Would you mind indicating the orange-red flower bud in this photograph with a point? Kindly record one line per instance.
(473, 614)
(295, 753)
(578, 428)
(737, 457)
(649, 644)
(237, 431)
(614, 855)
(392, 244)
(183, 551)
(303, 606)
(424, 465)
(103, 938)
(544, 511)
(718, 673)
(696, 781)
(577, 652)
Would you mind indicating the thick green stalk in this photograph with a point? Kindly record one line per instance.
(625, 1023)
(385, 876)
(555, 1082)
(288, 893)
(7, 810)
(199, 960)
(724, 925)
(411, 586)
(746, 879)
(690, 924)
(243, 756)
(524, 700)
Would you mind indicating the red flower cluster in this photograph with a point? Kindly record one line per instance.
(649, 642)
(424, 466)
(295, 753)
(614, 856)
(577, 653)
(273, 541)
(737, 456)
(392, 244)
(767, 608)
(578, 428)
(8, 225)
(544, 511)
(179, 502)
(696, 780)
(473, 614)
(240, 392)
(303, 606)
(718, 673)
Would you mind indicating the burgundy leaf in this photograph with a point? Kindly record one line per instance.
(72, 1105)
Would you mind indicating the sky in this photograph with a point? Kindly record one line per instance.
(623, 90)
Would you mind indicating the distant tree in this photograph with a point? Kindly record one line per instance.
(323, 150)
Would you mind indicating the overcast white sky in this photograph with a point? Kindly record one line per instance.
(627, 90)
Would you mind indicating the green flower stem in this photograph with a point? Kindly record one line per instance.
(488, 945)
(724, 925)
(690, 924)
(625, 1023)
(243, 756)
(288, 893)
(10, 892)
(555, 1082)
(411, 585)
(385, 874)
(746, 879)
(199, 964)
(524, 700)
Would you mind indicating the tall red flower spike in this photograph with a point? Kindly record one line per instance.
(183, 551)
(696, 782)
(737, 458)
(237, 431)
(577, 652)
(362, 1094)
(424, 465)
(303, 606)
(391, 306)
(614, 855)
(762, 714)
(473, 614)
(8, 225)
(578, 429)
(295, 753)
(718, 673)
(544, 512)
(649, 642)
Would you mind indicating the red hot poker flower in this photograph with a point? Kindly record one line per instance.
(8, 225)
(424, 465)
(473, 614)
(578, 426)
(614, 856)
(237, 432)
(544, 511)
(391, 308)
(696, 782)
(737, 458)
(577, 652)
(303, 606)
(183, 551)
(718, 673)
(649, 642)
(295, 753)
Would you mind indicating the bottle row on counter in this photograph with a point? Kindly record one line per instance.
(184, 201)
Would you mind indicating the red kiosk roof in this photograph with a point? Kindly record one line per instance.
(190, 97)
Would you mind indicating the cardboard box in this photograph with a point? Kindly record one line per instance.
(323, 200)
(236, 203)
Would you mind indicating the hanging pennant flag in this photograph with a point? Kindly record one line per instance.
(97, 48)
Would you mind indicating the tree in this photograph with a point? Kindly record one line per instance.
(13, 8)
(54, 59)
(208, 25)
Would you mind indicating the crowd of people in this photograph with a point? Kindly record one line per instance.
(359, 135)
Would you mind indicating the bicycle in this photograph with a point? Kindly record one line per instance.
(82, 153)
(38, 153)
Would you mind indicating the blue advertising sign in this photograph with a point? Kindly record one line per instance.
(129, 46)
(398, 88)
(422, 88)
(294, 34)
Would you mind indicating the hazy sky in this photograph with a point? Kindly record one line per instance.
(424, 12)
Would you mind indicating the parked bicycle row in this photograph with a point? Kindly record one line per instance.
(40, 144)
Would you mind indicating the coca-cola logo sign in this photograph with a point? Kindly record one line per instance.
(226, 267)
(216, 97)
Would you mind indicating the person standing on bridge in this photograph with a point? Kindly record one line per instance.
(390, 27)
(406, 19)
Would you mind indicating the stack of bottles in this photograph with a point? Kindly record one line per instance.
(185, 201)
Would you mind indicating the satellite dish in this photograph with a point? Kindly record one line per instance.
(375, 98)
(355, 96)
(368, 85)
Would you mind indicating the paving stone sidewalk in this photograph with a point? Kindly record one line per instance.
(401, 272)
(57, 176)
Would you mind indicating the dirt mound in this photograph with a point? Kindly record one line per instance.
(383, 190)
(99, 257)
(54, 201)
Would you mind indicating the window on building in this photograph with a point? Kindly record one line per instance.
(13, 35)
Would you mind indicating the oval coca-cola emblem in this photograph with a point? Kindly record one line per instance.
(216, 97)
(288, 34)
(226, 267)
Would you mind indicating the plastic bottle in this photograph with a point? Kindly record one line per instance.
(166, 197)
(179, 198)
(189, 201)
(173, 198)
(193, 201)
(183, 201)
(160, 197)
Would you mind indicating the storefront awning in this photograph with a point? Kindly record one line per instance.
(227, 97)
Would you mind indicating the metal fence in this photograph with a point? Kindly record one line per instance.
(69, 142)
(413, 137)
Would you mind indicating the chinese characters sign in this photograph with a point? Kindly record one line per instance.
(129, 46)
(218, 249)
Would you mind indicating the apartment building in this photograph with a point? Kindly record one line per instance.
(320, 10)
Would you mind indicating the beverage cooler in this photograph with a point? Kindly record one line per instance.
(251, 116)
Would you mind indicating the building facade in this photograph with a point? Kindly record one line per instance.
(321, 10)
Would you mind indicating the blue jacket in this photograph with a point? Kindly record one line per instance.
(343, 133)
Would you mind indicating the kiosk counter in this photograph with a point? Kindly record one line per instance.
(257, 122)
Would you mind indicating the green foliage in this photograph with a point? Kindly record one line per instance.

- **Problem details**:
Nothing should be left out: copy the material exactly.

- **Output of the task**:
Would you mind indicating the orange-red flower bud in this photograph with a point? Kindly record one line per instance.
(473, 614)
(295, 753)
(578, 428)
(737, 457)
(649, 644)
(237, 431)
(614, 855)
(392, 244)
(183, 551)
(303, 606)
(424, 465)
(103, 938)
(544, 511)
(718, 673)
(696, 781)
(577, 652)
Would you mind indicating the thick green stalk in this photograph with a point? Kindly record one line per instance.
(625, 1023)
(385, 876)
(555, 1082)
(288, 893)
(7, 810)
(199, 960)
(724, 925)
(411, 586)
(746, 879)
(690, 924)
(243, 756)
(524, 700)
Would you mind indicating the red flower cluster in this photograph with a point? Kindly record one line per instance.
(649, 642)
(424, 466)
(295, 753)
(614, 856)
(577, 653)
(273, 541)
(737, 456)
(392, 244)
(767, 608)
(578, 428)
(8, 225)
(544, 511)
(179, 502)
(696, 780)
(473, 614)
(240, 392)
(303, 606)
(718, 673)
Would you mind indicating the burgundy leaf in this photograph with a point? Kindly record one line per instance.
(72, 1105)
Would you mind indicating the sky in this photograph with a point? Kindly record one line per instance.
(623, 90)
Would you mind indicating the distant tree in this photograph with a point? Kindly record one line per instance.
(323, 150)
Would you mind indicating the overcast white sky in this photograph with a point? Kindly record one line per instance.
(627, 90)
Would you mind indicating the green flower stem in this photograph with a point? Kindly record one line per instance.
(488, 945)
(724, 925)
(690, 924)
(625, 1023)
(243, 756)
(288, 893)
(10, 892)
(555, 1082)
(411, 585)
(385, 874)
(746, 879)
(199, 964)
(524, 700)
Would you mind indicating the tall red flower spike in this photograph with a point? Kindly record one line per instance.
(183, 551)
(696, 782)
(737, 458)
(237, 431)
(577, 652)
(362, 1094)
(424, 465)
(303, 606)
(391, 306)
(614, 855)
(762, 714)
(473, 614)
(8, 225)
(578, 429)
(295, 753)
(718, 673)
(544, 512)
(649, 642)
Would you mind indicating the red hot poker flower in this photograph with a point? Kindly record one line per instance.
(8, 225)
(424, 465)
(473, 614)
(578, 426)
(614, 856)
(237, 432)
(544, 511)
(391, 308)
(696, 782)
(737, 458)
(577, 652)
(303, 606)
(183, 551)
(718, 673)
(649, 642)
(295, 753)
Would you mind indicating the bottle row on counter in this photograph with a point? Kindly record one line per instance.
(184, 201)
Would you mind indicating the red kiosk roof in this photograph with a point? Kindly record one line per instance.
(190, 97)
Would you mind indicating the cardboard box in this photograph with a point? Kindly record one line per instance.
(323, 200)
(236, 203)
Would you mind indicating the hanging pennant flag in this photograph with a point? Kindly record one line per instance.
(97, 48)
Would you mind indicating the tree in this photograph with a point? Kindly record one line per instance.
(13, 8)
(54, 59)
(208, 25)
Would you mind indicating the crowd of people in this photograph with a point? Kindly record one line per instance.
(359, 135)
Would you mind indicating the bicycle in this photograph with a point? Kindly record one line per instance.
(82, 153)
(38, 153)
Would you mind indicating the blue advertising sign in this photograph with a point? Kindly record one line per instance.
(129, 46)
(398, 88)
(422, 88)
(294, 34)
Would you mind indicating the hazy sky in this photograph with a point? Kindly record one line per instance.
(424, 12)
Would you mind indicating the parked bicycle row in this photograph with a point? Kindly record one line per instance.
(40, 144)
Would you mind indicating the coca-cola logo sign in this photograph with a point? Kindly record one line per instance.
(226, 267)
(216, 97)
Would you mind indicating the person standing on bridge in this photograph with a point? Kindly record one line per instance.
(390, 27)
(406, 19)
Would you mind indicating the stack of bottles in this photograph with a point? Kindly record one line per instance.
(185, 201)
Would you mind indicating the satellite dish in this photograph with a point? Kindly record one line per instance.
(375, 98)
(355, 96)
(368, 85)
Would you mind indicating the paving stone sidewalk in this photograph with a point? Kindly record one line per instance.
(401, 272)
(57, 176)
Would you mind indicating the dirt mound in this photograph with a point? Kindly record one line per instance.
(383, 190)
(99, 257)
(54, 201)
Would you mind indicating the window on building in this photograph with a point? Kindly record one line per instance.
(13, 35)
Would you mind indicating the oval coca-cola emblem in this photograph with a point? Kindly record one line per instance.
(216, 97)
(288, 34)
(226, 267)
Would you mind indicating the plastic bottle in this photograph with a point? Kindly record one line per instance.
(166, 197)
(179, 198)
(189, 201)
(173, 198)
(193, 201)
(183, 201)
(160, 197)
Would you mind indicating the storefront awning in this photograph with a point? Kindly record one line per instance.
(227, 97)
Would you mind indicating the metal fence in this photograph with a point? Kindly record one line per instance.
(69, 142)
(413, 137)
Would you mind indicating the chinese characters sign in this photograph with a point? Kindly record one line per instance.
(129, 46)
(218, 249)
Would you mind indicating the apartment building in this photograph with a point? Kindly record one line per instance.
(320, 10)
Would you mind indicating the beverage cooler in this photograph with a point? Kindly record one line per instance.
(251, 116)
Would you mind indicating the building facade in this photograph with a point? Kindly record one line per instance.
(321, 10)
Would you mind indicating the blue jacket in this photograph with a point? Kindly record one line per instance.
(343, 133)
Would you mind indicating the kiosk counter in this photograph with a point? Kindly record one line per instance.
(257, 122)
Would you mind indicating the green foliage in this photograph with a point? Kindly record one line per instance.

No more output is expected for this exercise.